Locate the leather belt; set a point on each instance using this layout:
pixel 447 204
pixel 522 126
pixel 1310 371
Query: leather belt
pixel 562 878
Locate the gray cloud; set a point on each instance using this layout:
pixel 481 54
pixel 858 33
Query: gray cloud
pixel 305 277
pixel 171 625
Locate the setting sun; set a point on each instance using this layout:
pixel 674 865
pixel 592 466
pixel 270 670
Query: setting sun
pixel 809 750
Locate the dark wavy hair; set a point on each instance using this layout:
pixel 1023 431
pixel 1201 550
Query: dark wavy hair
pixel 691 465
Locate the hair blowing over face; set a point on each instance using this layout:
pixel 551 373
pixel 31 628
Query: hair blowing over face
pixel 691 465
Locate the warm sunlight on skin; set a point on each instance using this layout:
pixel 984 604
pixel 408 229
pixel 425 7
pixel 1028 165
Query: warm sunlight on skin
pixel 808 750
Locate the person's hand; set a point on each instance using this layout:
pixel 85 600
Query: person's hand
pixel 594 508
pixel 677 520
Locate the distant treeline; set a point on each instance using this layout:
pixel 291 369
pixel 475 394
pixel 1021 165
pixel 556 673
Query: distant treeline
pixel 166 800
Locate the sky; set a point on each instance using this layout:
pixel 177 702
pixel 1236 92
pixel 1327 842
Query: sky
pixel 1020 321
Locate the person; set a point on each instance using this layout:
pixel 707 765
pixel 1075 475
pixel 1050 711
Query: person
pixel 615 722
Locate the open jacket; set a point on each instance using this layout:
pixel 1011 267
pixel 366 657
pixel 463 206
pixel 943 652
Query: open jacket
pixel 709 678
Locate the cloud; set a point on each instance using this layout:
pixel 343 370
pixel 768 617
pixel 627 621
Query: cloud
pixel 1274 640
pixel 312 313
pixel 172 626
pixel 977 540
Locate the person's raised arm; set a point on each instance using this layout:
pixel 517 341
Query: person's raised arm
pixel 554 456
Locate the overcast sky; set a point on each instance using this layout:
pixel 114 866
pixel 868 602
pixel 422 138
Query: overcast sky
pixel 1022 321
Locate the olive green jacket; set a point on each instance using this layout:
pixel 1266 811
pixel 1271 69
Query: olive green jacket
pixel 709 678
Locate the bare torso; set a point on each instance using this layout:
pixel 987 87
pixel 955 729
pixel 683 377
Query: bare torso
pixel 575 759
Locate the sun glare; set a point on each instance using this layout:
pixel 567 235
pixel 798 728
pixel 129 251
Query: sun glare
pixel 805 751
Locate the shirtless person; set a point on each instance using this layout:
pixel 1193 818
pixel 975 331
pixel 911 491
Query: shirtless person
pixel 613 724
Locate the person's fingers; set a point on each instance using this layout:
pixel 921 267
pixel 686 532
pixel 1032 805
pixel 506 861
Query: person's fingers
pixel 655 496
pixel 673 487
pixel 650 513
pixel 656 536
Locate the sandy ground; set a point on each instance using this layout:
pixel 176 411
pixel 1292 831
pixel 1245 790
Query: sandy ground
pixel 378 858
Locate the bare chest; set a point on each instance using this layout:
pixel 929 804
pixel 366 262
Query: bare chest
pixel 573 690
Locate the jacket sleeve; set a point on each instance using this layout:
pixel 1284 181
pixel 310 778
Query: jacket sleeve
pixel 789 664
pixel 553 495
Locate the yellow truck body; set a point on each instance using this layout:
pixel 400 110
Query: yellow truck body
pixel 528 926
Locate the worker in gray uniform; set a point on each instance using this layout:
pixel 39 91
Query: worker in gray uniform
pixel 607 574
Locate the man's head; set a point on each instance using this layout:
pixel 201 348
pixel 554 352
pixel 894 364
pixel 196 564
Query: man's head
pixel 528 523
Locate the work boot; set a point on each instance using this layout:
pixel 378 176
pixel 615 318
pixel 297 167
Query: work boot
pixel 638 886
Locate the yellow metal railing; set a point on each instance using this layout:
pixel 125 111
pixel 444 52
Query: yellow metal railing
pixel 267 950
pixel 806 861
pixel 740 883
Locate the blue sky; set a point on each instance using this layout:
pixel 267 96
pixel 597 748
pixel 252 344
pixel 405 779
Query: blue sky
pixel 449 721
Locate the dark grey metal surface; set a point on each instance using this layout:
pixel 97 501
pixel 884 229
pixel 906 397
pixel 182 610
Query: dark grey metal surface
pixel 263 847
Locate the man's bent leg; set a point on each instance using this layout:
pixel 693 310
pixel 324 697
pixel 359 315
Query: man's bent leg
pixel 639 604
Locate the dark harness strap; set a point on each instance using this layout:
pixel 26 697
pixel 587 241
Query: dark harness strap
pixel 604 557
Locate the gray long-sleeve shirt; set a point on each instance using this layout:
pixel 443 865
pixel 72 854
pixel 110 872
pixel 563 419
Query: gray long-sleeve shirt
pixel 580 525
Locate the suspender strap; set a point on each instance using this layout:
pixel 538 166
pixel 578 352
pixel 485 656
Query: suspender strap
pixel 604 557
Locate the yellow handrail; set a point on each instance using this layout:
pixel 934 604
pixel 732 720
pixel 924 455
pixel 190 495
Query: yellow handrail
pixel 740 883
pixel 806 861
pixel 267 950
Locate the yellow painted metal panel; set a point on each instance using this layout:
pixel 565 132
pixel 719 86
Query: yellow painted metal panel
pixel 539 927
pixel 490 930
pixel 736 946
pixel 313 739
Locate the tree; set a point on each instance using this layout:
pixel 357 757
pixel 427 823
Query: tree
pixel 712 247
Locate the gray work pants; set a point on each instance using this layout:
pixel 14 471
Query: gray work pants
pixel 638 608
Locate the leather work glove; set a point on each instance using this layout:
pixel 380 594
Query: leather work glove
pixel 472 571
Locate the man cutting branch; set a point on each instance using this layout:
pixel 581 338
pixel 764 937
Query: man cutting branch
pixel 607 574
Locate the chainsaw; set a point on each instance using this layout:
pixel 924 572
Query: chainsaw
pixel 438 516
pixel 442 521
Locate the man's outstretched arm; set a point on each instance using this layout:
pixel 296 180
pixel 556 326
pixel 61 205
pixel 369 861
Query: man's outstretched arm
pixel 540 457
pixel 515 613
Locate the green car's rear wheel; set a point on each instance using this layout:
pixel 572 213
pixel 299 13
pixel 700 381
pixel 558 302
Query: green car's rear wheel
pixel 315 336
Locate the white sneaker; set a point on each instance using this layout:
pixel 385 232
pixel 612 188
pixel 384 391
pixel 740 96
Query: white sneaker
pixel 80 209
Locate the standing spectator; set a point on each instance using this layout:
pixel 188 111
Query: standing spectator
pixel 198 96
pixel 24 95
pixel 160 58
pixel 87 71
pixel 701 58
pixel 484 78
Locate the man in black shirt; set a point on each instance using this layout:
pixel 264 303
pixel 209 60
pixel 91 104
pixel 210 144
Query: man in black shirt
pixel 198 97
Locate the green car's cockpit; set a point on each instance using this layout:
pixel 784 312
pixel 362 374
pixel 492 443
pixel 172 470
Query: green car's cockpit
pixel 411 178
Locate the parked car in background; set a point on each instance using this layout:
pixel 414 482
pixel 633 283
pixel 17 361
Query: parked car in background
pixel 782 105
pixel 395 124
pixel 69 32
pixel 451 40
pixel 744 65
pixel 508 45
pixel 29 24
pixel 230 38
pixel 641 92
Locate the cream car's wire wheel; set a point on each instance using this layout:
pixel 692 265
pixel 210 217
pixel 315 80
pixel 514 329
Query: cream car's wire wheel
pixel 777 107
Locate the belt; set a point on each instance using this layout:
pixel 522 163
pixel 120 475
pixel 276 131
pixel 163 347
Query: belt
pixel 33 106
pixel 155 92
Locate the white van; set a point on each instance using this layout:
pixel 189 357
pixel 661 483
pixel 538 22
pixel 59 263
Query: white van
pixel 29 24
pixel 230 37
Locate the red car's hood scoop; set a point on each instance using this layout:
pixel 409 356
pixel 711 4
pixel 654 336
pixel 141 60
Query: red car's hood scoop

===

Write the stretch from the start of the material through the line containing "pixel 615 722" as a numbered list, leaving out any blank lines.

1. Locate the leather belt; set a point on each instance using this layout:
2. pixel 447 204
3. pixel 522 126
4. pixel 1310 371
5. Query: leather belt
6. pixel 562 878
7. Locate the gray cloud; set a point on each instance using this layout:
8. pixel 481 54
9. pixel 858 33
10. Query: gray cloud
11. pixel 305 277
12. pixel 171 625
13. Locate the setting sun; set a point on each instance using this layout:
14. pixel 674 865
15. pixel 592 466
16. pixel 270 670
17. Query: setting sun
18. pixel 809 750
19. Locate the dark wavy hair; set a point on each instance using this layout:
20. pixel 1023 431
21. pixel 1201 550
22. Query: dark wavy hair
23. pixel 691 465
24. Locate the hair blowing over face; set a point on each instance using this layout:
25. pixel 551 373
26. pixel 31 628
27. Query: hair blowing over face
28. pixel 691 465
29. Locate the warm sunlight on skin; set a point on each instance using this layout:
30. pixel 984 604
31. pixel 408 229
32. pixel 425 7
33. pixel 1028 165
34. Query: warm sunlight on skin
35. pixel 808 750
36. Locate the person's hand; set a point on each instance using this layout:
37. pixel 85 600
38. Query: person's hand
39. pixel 594 508
40. pixel 677 520
41. Locate the distant treeline; set a point on each instance using this layout:
42. pixel 291 369
43. pixel 475 394
44. pixel 1021 165
45. pixel 556 673
46. Query: distant treeline
47. pixel 166 800
48. Locate the sky; set a point on each instance using this layout:
49. pixel 177 702
50. pixel 1236 92
51. pixel 1327 842
52. Query: sky
53. pixel 1020 321
54. Locate the person; set a point on each instance using this layout:
55. pixel 707 765
56. pixel 1075 475
57. pixel 1050 711
58. Query: person
59. pixel 615 722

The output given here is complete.